**Instruction:**
Work out how many lines of the items below contain the string "ground", treating uppercase and lowercase as different. Reply with the number alone.

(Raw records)

..............................

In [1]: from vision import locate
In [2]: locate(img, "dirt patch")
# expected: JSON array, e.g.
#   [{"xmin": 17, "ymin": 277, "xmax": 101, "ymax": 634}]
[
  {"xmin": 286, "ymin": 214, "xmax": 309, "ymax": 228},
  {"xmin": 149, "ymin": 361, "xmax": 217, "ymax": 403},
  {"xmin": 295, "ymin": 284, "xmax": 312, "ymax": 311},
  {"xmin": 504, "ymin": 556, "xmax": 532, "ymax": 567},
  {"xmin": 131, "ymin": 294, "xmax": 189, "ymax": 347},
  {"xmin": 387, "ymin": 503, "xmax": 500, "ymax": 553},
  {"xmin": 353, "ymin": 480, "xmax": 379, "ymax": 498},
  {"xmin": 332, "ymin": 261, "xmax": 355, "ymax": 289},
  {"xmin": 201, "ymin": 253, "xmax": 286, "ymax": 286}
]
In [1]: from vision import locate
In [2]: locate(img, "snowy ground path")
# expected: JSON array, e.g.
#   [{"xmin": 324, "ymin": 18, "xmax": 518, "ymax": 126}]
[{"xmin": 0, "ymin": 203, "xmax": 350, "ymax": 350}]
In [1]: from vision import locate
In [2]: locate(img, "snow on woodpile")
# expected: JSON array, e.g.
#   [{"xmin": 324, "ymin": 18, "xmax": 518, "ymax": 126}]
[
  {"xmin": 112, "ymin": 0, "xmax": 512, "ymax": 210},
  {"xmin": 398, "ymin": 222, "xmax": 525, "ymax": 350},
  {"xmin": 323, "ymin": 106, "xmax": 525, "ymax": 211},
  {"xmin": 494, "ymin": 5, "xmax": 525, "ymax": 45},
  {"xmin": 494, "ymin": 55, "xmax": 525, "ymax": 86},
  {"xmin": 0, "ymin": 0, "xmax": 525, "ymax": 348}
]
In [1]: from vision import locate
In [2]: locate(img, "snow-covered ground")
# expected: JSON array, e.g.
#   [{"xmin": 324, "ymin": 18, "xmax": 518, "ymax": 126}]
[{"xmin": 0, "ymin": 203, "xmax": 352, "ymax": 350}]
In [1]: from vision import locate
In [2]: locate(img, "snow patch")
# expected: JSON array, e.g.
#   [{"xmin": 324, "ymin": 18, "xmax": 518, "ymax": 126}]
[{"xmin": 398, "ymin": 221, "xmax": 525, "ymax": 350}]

..............................

**Answer in full:**
2